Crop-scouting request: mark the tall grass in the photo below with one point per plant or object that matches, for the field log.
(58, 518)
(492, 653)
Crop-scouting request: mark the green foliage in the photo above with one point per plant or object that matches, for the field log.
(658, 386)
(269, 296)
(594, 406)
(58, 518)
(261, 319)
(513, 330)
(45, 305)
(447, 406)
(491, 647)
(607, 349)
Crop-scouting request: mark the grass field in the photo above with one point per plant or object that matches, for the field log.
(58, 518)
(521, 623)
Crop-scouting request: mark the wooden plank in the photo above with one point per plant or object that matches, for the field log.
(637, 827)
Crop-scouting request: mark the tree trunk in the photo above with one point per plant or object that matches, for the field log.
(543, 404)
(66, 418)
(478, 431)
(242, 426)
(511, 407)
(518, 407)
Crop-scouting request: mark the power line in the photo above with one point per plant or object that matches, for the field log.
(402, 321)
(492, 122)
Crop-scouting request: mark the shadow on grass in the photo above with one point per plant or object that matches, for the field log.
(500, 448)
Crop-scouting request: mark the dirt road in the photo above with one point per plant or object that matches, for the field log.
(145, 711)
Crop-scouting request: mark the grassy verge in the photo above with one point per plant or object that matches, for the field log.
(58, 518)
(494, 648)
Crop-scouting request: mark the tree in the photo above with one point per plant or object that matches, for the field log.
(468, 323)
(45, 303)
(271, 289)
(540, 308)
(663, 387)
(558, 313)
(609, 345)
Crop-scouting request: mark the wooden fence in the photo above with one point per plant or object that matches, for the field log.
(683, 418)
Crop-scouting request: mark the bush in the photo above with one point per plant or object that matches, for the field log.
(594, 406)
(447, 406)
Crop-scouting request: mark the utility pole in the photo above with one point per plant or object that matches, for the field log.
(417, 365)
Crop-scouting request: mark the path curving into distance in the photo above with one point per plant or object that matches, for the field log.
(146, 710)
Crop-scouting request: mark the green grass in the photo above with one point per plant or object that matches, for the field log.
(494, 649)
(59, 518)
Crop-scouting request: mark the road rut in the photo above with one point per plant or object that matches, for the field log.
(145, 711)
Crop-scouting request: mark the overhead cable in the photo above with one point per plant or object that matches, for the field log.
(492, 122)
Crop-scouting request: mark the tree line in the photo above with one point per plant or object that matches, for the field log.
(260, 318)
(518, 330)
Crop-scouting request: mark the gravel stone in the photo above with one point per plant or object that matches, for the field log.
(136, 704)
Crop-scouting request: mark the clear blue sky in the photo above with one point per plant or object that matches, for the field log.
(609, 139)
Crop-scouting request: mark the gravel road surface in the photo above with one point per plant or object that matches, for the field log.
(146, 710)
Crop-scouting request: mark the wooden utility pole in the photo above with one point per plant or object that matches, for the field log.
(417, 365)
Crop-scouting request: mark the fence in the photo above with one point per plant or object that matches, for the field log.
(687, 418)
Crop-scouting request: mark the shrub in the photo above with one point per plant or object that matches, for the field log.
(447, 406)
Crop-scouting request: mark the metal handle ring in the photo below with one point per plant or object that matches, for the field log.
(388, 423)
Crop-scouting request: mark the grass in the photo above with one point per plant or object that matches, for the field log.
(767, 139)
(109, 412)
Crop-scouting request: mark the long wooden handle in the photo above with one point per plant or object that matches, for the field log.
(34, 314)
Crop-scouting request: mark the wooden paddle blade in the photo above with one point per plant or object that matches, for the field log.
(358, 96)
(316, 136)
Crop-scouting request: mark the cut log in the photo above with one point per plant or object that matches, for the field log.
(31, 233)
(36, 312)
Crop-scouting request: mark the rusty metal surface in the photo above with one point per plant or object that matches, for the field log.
════════
§ The problem: Your task is to transcribe the material exactly.

§ Written answer:
Crop-scouting request: mark the tall grass in the photo below with one point per plant or object that matches, for the field log.
(58, 518)
(492, 653)
Crop-scouting request: mark the green foliage in the photo above with one point per plant or object that matches, for the field log.
(658, 386)
(269, 296)
(594, 406)
(58, 518)
(261, 319)
(513, 330)
(45, 305)
(447, 406)
(491, 647)
(607, 349)
Crop-scouting request: mark the grass field in the photo above with one point per plant or object that matches, for the field log.
(58, 518)
(521, 623)
Crop-scouting request: mark the wooden plank in the photo above with one point per plant or object that matches, for the field log.
(637, 827)
Crop-scouting request: mark the tree trunk in the photo above with one point per plant or object that matches, for the field log.
(543, 404)
(66, 418)
(478, 431)
(242, 426)
(511, 407)
(518, 407)
Crop-scouting request: mark the power line in the photo above with one point per plant or object that matches, for the field log.
(402, 321)
(492, 122)
Crop-scouting request: mark the shadow on grass in the photo above with one point per plant or object that matches, for the field log.
(500, 448)
Crop-scouting request: mark the dirt road in the photo above with one point per plant or object that matches, for the field log.
(145, 711)
Crop-scouting request: mark the grassy verge in the photo above with one point per plant or object that matches, for the field log.
(58, 518)
(494, 648)
Crop-scouting request: mark the tree in the photo above with one point per plant or object that matches, for the field log.
(468, 323)
(45, 303)
(271, 289)
(540, 308)
(663, 387)
(558, 313)
(609, 345)
Crop-scouting request: mark the wooden fence in the photo above with one point per plant or object that matches, for the field log.
(683, 418)
Crop-scouting request: mark the bush in the photo above with one point per plant or object that matches, for the field log.
(594, 406)
(447, 406)
Crop-scouting request: mark the utility pole in the photo above with one point per plant or object that matches, for the field log.
(417, 365)
Crop-scouting request: mark the path curving into distance in the photo above with one point per plant or object that matches, for the field log.
(146, 710)
Crop-scouting request: mark the green grass in the photo above with one point per plant or object that matches, for the field log.
(494, 649)
(59, 518)
Crop-scouting request: mark the road rut in the photo above with one point per plant or object that matches, for the field log.
(145, 711)
Crop-scouting request: mark the overhead cable in the photo above with one point per plant or object that matches, for the field log.
(492, 122)
Crop-scouting request: mark the tree line in the photo above with one point per plant or object that matches, for the field log.
(260, 318)
(518, 330)
Crop-scouting request: mark the gravel stone in the photo above with one point per plant or object that matches, for the field log.
(136, 704)
Crop-scouting request: mark the clear blue sky in the photo above with one point per plant or object that matches, for the field log.
(609, 139)
Crop-scouting request: mark the gravel road surface in the photo above with one point per plant or object that matches, for the field log.
(146, 710)
Crop-scouting request: mark the wooden utility pole in the photo above with one point per plant or object that matches, for the field log.
(417, 365)
Crop-scouting request: mark the fence in the photo above with one point per plant or object that matches, for the field log.
(687, 418)
Crop-scouting request: mark the shrub in the photo above with one point per plant or object that matches, for the field log.
(447, 406)
Crop-scouting request: mark the metal handle ring in the photo below with one point per plant or object that matches, for the field log.
(388, 423)
Crop-scouting request: mark the grass in the photo above with one point per plant or object that matches, for the field log.
(767, 139)
(109, 412)
Crop-scouting request: mark the long wooden handle in the photo above with one point per plant or object that matches, for the field log.
(34, 314)
Crop-scouting request: mark the wooden paddle blade in the photo above with one point per plant or object that matches, for the field log.
(358, 96)
(316, 136)
Crop-scouting request: mark the cut log in the photo above with one point per plant or object that matches, for the field log.
(31, 233)
(36, 312)
Crop-scouting request: mark the rusty metal surface in the photo above with one point per plant or object that matches, for the field log.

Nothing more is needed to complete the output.